#### [Task to carry out]
Every record, from first to last, should be written out again exactly.
[Exercise inputs]
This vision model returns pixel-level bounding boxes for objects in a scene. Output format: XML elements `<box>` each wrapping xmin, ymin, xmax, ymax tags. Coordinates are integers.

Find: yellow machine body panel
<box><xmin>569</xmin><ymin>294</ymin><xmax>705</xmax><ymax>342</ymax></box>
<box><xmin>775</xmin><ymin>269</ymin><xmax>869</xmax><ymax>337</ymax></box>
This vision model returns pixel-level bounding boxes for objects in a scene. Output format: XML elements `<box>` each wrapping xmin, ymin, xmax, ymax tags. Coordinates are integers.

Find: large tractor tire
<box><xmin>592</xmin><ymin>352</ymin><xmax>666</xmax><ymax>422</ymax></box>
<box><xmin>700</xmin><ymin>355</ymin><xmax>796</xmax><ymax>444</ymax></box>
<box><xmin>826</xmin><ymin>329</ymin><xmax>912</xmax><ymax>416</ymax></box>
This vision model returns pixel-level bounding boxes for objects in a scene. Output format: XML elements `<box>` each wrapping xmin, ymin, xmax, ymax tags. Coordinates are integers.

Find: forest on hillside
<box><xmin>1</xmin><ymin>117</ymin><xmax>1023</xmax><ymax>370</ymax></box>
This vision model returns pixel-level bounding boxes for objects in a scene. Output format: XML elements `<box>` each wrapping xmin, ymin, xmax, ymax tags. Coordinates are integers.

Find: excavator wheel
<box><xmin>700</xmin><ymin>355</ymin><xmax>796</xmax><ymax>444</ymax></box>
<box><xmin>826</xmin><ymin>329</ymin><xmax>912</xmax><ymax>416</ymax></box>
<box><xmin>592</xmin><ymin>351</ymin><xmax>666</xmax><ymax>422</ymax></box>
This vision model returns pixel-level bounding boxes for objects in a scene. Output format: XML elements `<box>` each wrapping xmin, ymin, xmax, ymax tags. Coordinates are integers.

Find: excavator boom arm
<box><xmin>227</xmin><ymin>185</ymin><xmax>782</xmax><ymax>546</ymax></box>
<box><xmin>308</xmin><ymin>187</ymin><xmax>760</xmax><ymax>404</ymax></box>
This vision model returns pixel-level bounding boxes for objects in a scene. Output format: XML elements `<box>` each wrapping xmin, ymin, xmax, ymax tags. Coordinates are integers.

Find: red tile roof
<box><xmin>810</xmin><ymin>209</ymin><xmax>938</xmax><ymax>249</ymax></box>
[/Exercise inputs]
#### [Solved problem]
This vision model returns pixel-level bounding boxes for objects in a scene. Output format: XML elements `<box>` each wrapping xmin, ymin, xmax, ymax tags. Coordinates are integers.

Find: yellow machine body panel
<box><xmin>569</xmin><ymin>294</ymin><xmax>705</xmax><ymax>342</ymax></box>
<box><xmin>775</xmin><ymin>269</ymin><xmax>869</xmax><ymax>337</ymax></box>
This vision model returns pixel-level bounding boxes for objects in a scene. Output format: XML elements `<box>` each wrapping xmin, ymin, xmax, ymax tags. Coordinates are integers.

Find: large tractor tire
<box><xmin>592</xmin><ymin>352</ymin><xmax>666</xmax><ymax>422</ymax></box>
<box><xmin>700</xmin><ymin>355</ymin><xmax>796</xmax><ymax>444</ymax></box>
<box><xmin>826</xmin><ymin>329</ymin><xmax>912</xmax><ymax>416</ymax></box>
This vision model returns pixel-level bounding boxes for objects in a scene. Output format: XML elements `<box>` each wrapping xmin, ymin, xmax, ymax tags. Coordinates are integers.

Find: forest on hillside
<box><xmin>1</xmin><ymin>117</ymin><xmax>1023</xmax><ymax>370</ymax></box>
This vision model returns pixel-level bounding boxes for objects in a scene. Output format: XML elements `<box>` each wrapping xmin, ymin, xmax, ymax tags. Coordinates are integers.

Find: excavator wheel
<box><xmin>700</xmin><ymin>355</ymin><xmax>796</xmax><ymax>444</ymax></box>
<box><xmin>826</xmin><ymin>329</ymin><xmax>912</xmax><ymax>416</ymax></box>
<box><xmin>592</xmin><ymin>351</ymin><xmax>666</xmax><ymax>422</ymax></box>
This vision model returns pixel-level bounding boxes for objects in a scene. Output format: XML elements `<box>` each wrapping xmin, ymin, xmax, ymax tags. Coordinates are integers.

Find: excavator boom arm
<box><xmin>227</xmin><ymin>185</ymin><xmax>782</xmax><ymax>546</ymax></box>
<box><xmin>308</xmin><ymin>187</ymin><xmax>760</xmax><ymax>404</ymax></box>
This vision model returns pixel-level bounding boxes for objects in a scene. Output format: XML elements `<box>` each wrapping xmin, ymin, xmax, ymax tags. Coordinates are integers.

Find: red tile roof
<box><xmin>810</xmin><ymin>209</ymin><xmax>938</xmax><ymax>249</ymax></box>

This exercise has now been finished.